▸ Registros por procesar:
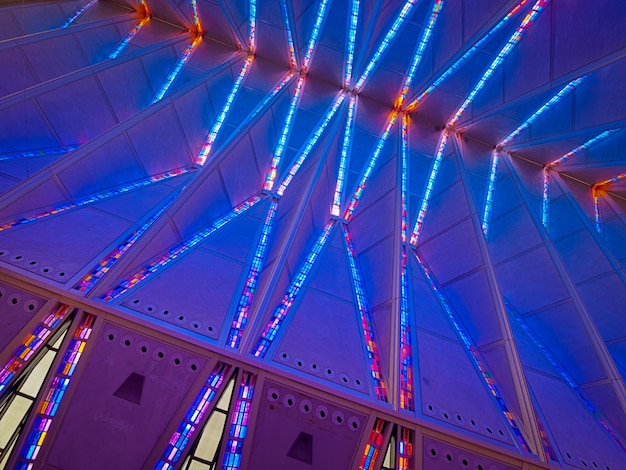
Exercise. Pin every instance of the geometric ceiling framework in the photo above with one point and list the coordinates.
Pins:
(313, 234)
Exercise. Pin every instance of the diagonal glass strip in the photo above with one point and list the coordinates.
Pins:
(31, 344)
(353, 21)
(465, 57)
(491, 191)
(94, 198)
(189, 425)
(252, 279)
(239, 423)
(563, 92)
(405, 449)
(217, 125)
(317, 27)
(417, 230)
(162, 261)
(52, 399)
(178, 66)
(502, 55)
(252, 27)
(561, 370)
(382, 48)
(38, 153)
(315, 136)
(358, 193)
(365, 318)
(373, 446)
(580, 148)
(104, 266)
(282, 141)
(419, 53)
(474, 355)
(293, 63)
(345, 155)
(407, 395)
(282, 310)
(545, 205)
(121, 47)
(196, 18)
(74, 16)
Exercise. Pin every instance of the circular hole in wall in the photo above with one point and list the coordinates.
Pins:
(31, 305)
(338, 418)
(321, 412)
(273, 395)
(306, 406)
(289, 401)
(354, 423)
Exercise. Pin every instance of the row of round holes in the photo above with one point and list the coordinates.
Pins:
(321, 411)
(460, 420)
(32, 264)
(584, 462)
(144, 347)
(14, 300)
(315, 368)
(166, 313)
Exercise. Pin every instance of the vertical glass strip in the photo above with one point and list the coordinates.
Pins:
(104, 266)
(382, 48)
(31, 344)
(405, 449)
(179, 250)
(474, 355)
(94, 198)
(580, 148)
(353, 21)
(407, 395)
(239, 423)
(373, 446)
(563, 92)
(345, 155)
(74, 16)
(317, 26)
(491, 191)
(252, 279)
(417, 230)
(55, 394)
(545, 207)
(465, 57)
(502, 55)
(564, 374)
(290, 44)
(358, 193)
(365, 318)
(178, 66)
(189, 425)
(121, 47)
(252, 27)
(317, 133)
(217, 125)
(282, 141)
(282, 310)
(419, 53)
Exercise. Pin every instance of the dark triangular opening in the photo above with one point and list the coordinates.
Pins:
(131, 389)
(302, 448)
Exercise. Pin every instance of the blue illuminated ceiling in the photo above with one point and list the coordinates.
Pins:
(419, 206)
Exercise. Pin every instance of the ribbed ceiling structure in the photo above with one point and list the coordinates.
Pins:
(303, 234)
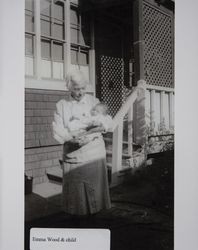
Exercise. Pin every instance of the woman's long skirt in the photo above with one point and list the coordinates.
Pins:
(85, 187)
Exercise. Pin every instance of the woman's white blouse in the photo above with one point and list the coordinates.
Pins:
(68, 109)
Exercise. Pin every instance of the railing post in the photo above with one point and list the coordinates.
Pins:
(67, 45)
(117, 148)
(130, 131)
(140, 114)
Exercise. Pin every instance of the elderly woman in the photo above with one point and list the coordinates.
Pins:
(85, 184)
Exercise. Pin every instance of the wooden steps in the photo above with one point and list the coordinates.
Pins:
(48, 189)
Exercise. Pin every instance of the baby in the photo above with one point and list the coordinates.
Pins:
(98, 116)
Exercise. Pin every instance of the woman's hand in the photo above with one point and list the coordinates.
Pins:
(96, 129)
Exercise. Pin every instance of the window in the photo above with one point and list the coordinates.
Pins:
(46, 41)
(52, 39)
(29, 37)
(79, 38)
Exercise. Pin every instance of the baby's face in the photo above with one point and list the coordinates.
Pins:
(97, 110)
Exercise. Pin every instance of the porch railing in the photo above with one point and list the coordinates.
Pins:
(162, 91)
(117, 129)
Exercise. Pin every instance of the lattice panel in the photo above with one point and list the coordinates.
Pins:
(112, 81)
(158, 55)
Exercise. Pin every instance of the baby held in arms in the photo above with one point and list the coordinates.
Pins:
(84, 127)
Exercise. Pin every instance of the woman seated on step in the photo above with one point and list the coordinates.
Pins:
(85, 185)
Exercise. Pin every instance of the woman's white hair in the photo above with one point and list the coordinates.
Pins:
(75, 76)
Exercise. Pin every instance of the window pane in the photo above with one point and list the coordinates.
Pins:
(74, 56)
(45, 26)
(58, 51)
(46, 68)
(45, 7)
(45, 49)
(29, 66)
(83, 58)
(74, 36)
(85, 31)
(29, 45)
(58, 70)
(58, 11)
(74, 18)
(58, 30)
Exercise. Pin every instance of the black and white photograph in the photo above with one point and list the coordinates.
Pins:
(99, 119)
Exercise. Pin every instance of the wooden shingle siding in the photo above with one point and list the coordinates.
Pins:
(41, 150)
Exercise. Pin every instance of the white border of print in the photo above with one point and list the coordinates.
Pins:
(12, 125)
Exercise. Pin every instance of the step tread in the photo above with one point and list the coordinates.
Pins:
(109, 152)
(58, 172)
(47, 189)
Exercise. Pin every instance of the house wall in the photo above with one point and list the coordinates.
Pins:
(41, 150)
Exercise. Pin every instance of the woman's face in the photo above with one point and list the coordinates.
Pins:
(78, 90)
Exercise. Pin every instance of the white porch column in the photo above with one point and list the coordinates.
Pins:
(130, 131)
(171, 122)
(92, 73)
(38, 65)
(117, 148)
(67, 45)
(162, 106)
(152, 110)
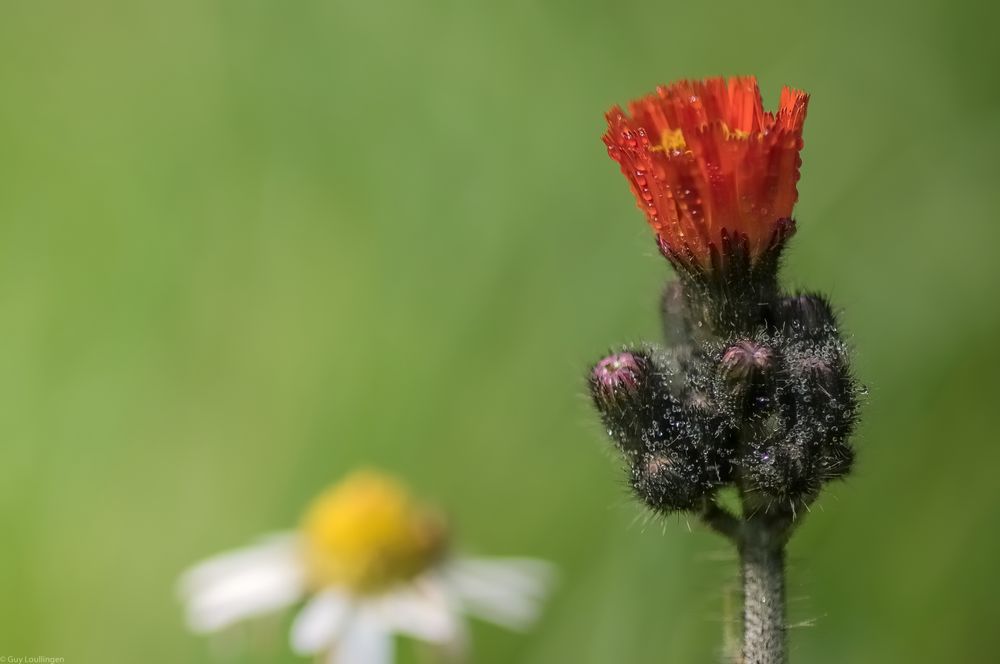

▸ Tarea pendiente:
Indica cada línea de los registros anteriores en la que aparezca la palabra «white» y cópiala completa.

▸ Respuesta correcta:
Exercise. Pin every instance of the woman's white blouse in the photo above with one point and list the coordinates.
Exercise. Pin every instance of the woman's white hair in the photo above with one point and list the coordinates.
Exercise. Pin every instance of the black and white photograph in the photo above with one point and list the coordinates.
Exercise. Pin every instance of the white border of print in the photo above with one point and list the coordinates.
Exercise. Pin every instance of the white porch column in the photo above with one point and list the coordinates.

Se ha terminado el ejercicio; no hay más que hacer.